Please report each line in the records below that contains the word "hillside", copying every such line in full.

•••

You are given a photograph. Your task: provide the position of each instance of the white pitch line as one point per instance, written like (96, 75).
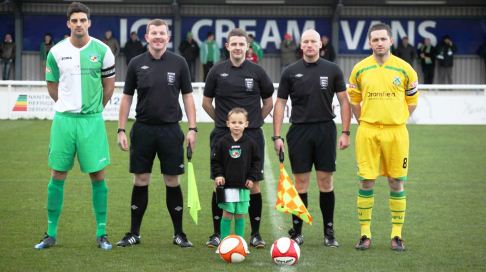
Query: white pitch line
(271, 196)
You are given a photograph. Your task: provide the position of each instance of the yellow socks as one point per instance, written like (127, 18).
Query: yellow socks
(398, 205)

•••

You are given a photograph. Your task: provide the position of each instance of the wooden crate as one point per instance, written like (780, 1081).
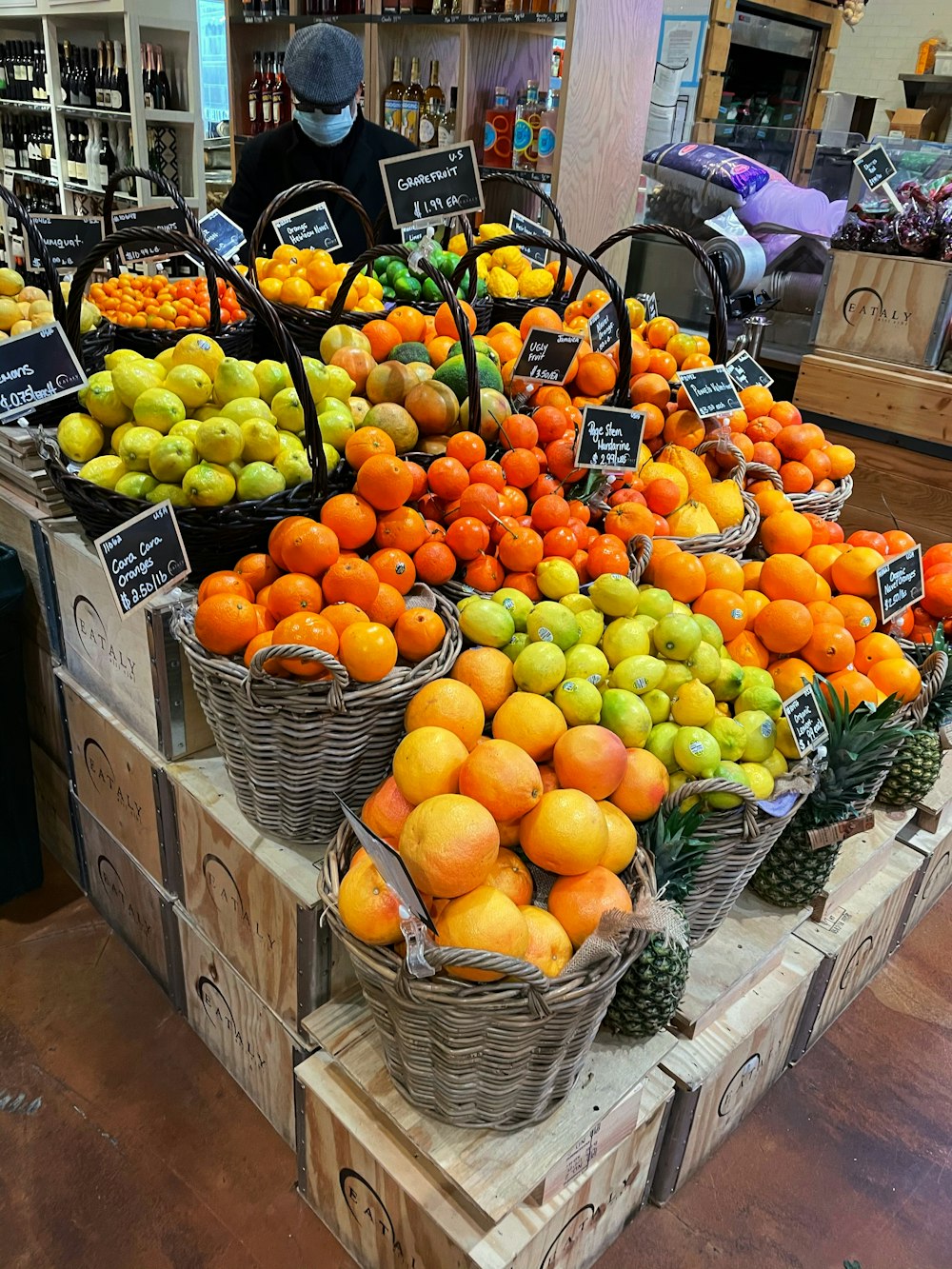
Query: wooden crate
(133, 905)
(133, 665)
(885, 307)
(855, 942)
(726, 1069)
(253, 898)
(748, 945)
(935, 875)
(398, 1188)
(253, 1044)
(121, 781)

•••

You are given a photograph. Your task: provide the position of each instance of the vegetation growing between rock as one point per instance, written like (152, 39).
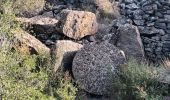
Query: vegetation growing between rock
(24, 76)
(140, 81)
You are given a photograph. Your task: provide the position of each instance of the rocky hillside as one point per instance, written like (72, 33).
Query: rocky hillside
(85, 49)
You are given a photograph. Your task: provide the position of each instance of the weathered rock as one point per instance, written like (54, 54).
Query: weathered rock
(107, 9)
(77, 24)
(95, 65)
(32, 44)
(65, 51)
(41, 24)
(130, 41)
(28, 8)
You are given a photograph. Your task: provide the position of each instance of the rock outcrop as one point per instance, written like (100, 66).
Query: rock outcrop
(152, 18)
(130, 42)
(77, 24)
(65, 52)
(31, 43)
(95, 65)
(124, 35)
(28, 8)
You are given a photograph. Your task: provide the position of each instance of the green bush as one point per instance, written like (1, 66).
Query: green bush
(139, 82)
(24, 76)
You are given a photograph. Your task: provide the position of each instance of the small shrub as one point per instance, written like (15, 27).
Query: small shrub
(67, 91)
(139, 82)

•••

> **Finished task**
You are given a photograph. Your task: provide the position of each instance of the rocky hillside as one point per instance, written like (72, 33).
Query: rocky hillside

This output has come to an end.